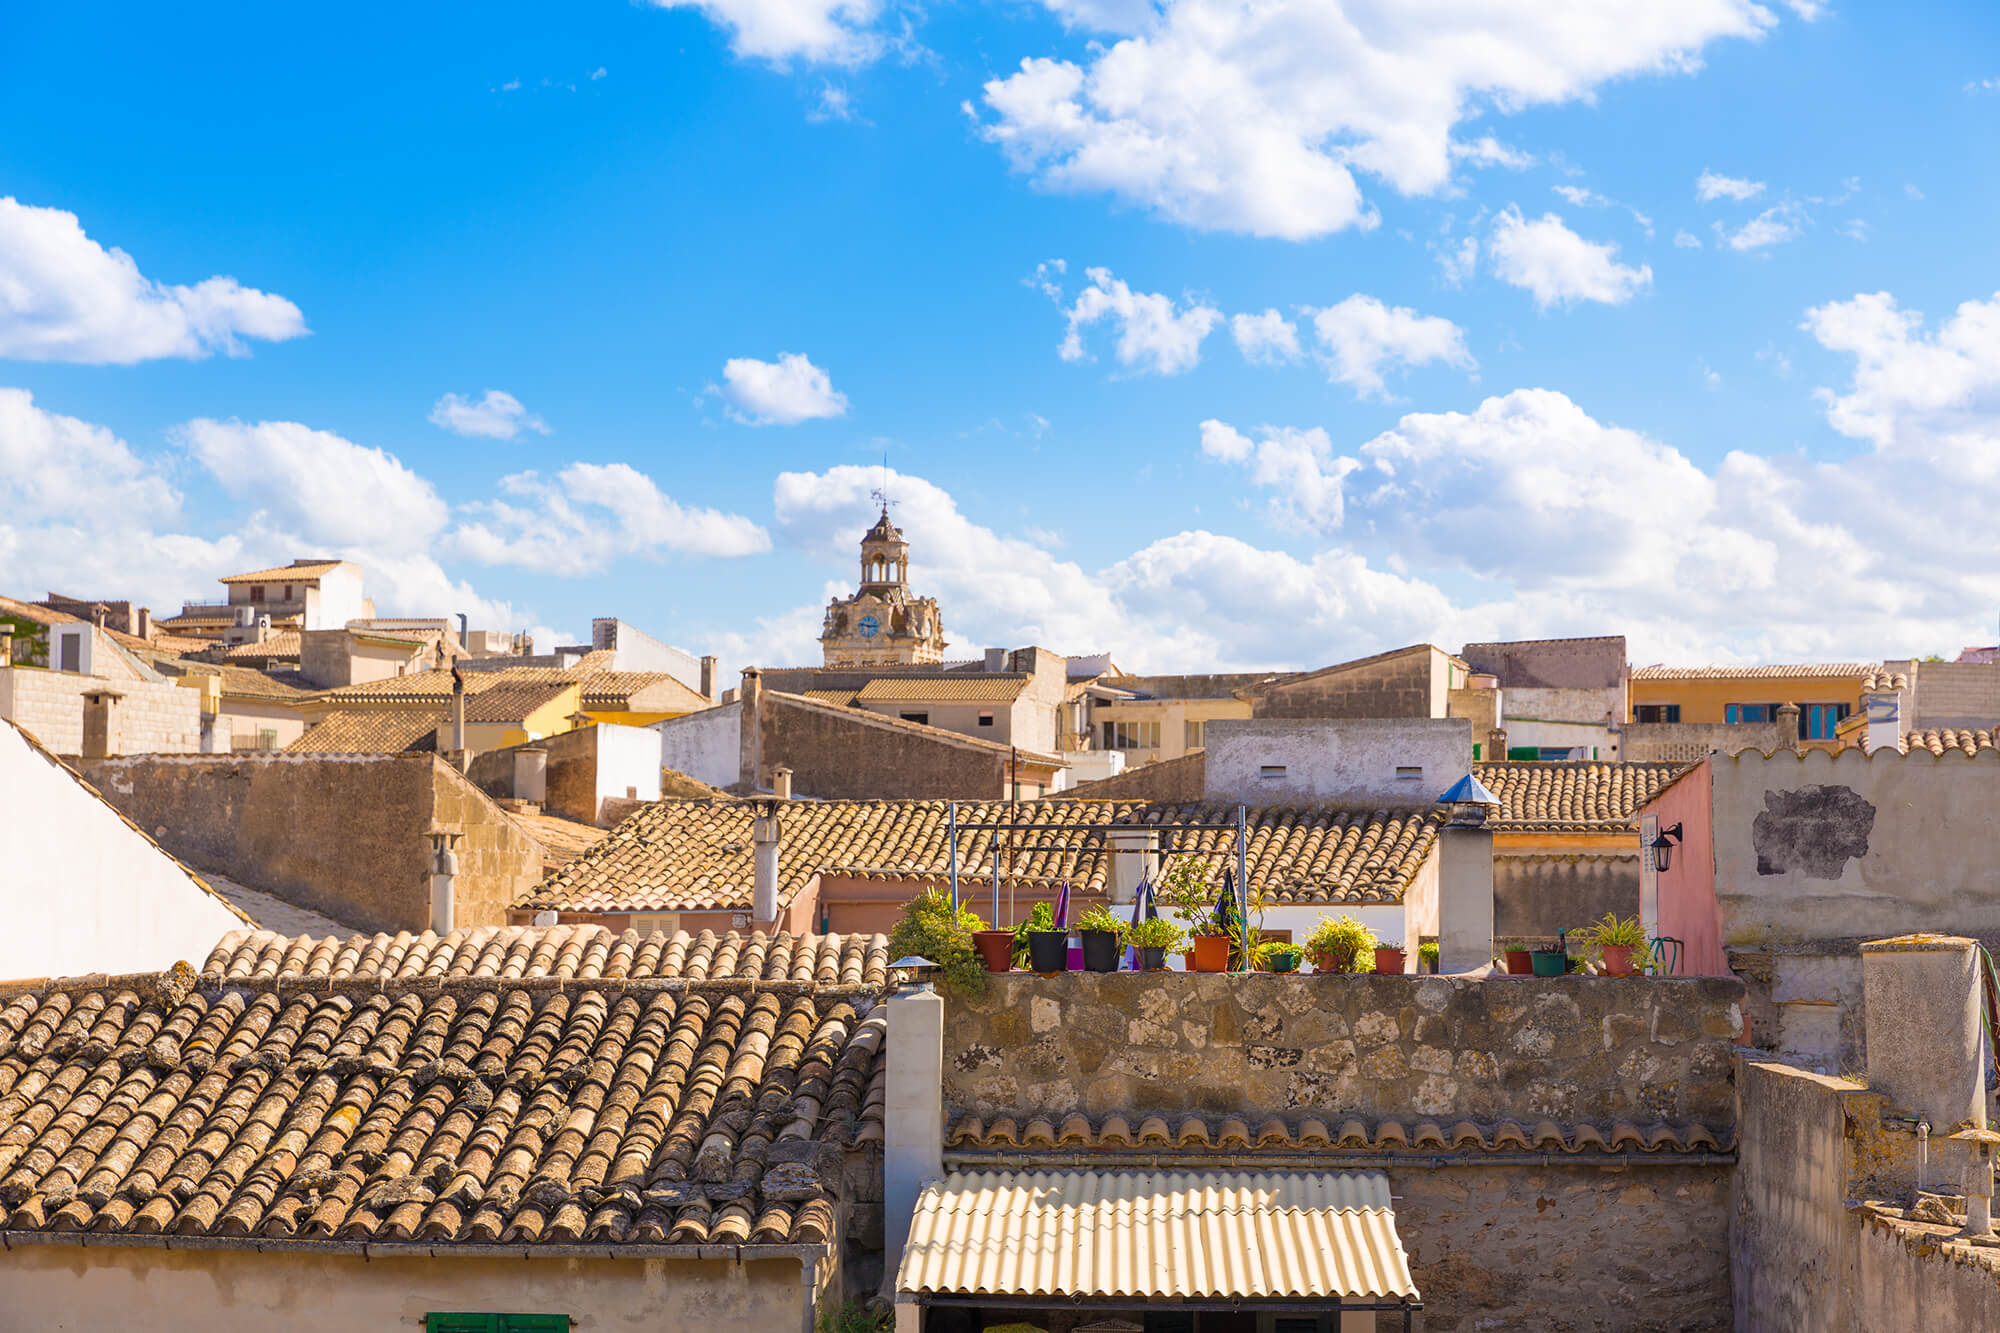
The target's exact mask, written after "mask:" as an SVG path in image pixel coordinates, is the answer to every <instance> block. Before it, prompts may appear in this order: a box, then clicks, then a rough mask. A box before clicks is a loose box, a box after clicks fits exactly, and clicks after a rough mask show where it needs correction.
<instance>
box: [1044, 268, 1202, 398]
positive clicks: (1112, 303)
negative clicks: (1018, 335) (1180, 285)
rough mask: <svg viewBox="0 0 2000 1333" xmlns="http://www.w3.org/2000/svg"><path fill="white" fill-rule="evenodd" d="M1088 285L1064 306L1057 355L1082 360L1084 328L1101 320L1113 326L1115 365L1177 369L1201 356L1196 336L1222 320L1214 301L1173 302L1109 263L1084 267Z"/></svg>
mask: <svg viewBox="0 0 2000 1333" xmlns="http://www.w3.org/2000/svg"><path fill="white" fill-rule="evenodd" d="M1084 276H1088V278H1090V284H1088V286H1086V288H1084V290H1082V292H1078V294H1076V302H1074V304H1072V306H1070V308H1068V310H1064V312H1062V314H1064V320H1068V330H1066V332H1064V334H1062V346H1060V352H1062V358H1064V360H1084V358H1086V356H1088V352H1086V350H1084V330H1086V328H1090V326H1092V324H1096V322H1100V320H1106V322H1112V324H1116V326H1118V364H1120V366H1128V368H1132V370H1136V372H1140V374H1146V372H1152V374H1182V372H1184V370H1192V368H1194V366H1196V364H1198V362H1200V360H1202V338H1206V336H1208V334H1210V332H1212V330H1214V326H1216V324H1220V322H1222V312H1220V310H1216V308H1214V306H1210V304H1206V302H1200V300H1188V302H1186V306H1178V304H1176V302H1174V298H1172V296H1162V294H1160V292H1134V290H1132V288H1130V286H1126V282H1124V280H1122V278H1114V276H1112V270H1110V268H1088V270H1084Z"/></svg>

★ ★ ★ ★ ★ ★ ★

▶ **To do**: Rewrite the data above with every "rough mask" changed to "coarse mask" and nothing else altered. Leave the picture out of your answer.

▶ **Response**:
The target's exact mask, written after "mask:" as an SVG path in image pixel coordinates, is the answer to every <instance> block. Before it, prompts may appear in this order: a box, then clicks, then a coarse mask. A box before clicks is a loose box, a box after clicks fits exactly, and clicks after a coarse mask show where it needs correction.
<instance>
box: [1044, 268, 1202, 398]
positive clicks: (1112, 303)
negative clicks: (1018, 335) (1180, 285)
coarse mask: <svg viewBox="0 0 2000 1333" xmlns="http://www.w3.org/2000/svg"><path fill="white" fill-rule="evenodd" d="M1088 285L1064 306L1057 355L1082 360L1084 328L1101 320L1113 326L1115 365L1177 369L1201 356L1196 336L1222 320L1214 301L1173 302L1109 263L1084 267Z"/></svg>
mask: <svg viewBox="0 0 2000 1333" xmlns="http://www.w3.org/2000/svg"><path fill="white" fill-rule="evenodd" d="M1084 276H1088V278H1090V284H1088V286H1086V288H1084V290H1082V292H1078V294H1076V302H1074V304H1072V306H1070V308H1068V310H1064V312H1062V314H1064V320H1068V330H1066V332H1064V334H1062V346H1060V352H1062V358H1064V360H1084V358H1086V356H1088V352H1086V350H1084V330H1086V328H1090V326H1092V324H1096V322H1100V320H1106V322H1112V324H1116V326H1118V364H1120V366H1128V368H1132V370H1136V372H1140V374H1146V372H1152V374H1182V372H1184V370H1192V368H1194V366H1196V364H1198V362H1200V360H1202V338H1206V336H1208V334H1210V332H1212V330H1214V326H1216V324H1220V322H1222V312H1220V310H1216V308H1214V306H1210V304H1206V302H1200V300H1188V302H1186V306H1178V304H1176V302H1174V298H1172V296H1162V294H1160V292H1134V290H1132V288H1130V286H1126V282H1124V280H1122V278H1114V276H1112V270H1110V268H1088V270H1084Z"/></svg>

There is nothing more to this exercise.